Carly Booth (born 21 June 1992) is a Scottish professional golfer. At the end of 2009, aged 17, she became the youngest-ever Scot to qualify for the Ladies European Tour. Booth became the youngest ladies' club champion in Britain at the age of 11 at Dunblane New.

Early life
Upon turning professional, Booth had a golf scholarship to complete at Glenalmond College in Scotland. She started there after returning from America, where a stay at David Leadbetter's Academy in Florida was followed by a spell at a school in Arizona. As a youngster, Booth was able to practice on the course made exclusively for her and her brother, professional golfer Wallace, by her father Wally at the family farm near Comrie. Wally was a Commonwealth Games silver medallist wrestling champion.

**Written task 1**: Output the passage of the Carly Booth profile that begins at the words "Carly Booth (born" and stops after the words "at Dunblane New.", copied word for word.
**Written task 2**: Name every person mentioned in the Carly Booth profile.
**Written task 3**: Using the Carly Booth profile, decide whether each statement agrees with it: (a) Booth was 11 when she became the youngest ladies' club champion in Britain. (b) Booth's brother won a Commonwealth Games silver medal in wrestling. (c) Booth attended a school in Arizona before her stay at the academy in Florida.

**Source data**:
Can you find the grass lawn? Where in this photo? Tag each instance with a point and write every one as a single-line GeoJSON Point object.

**Complete answer 1**:
Carly Booth (born 21 June 1992) is a Scottish professional golfer. At the end of 2009, aged 17, she became the youngest-ever Scot to qualify for the Ladies European Tour. Booth became the youngest ladies' club champion in Britain at the age of 11 at Dunblane New.

**Complete answer 2**: Carly Booth, David Leadbetter, Wallace, Wally

**Complete answer 3**:
(a) Yes: "Booth became the youngest ladies' club champion in Britain at the age of 11 at Dunblane New."
(b) No: the medallist is her father, not her brother, as the profile says "by her father Wally" and "Wally was a Commonwealth Games silver medallist wrestling champion."
(c) No: "a stay at David Leadbetter's Academy in Florida was followed by a spell at a school in Arizona."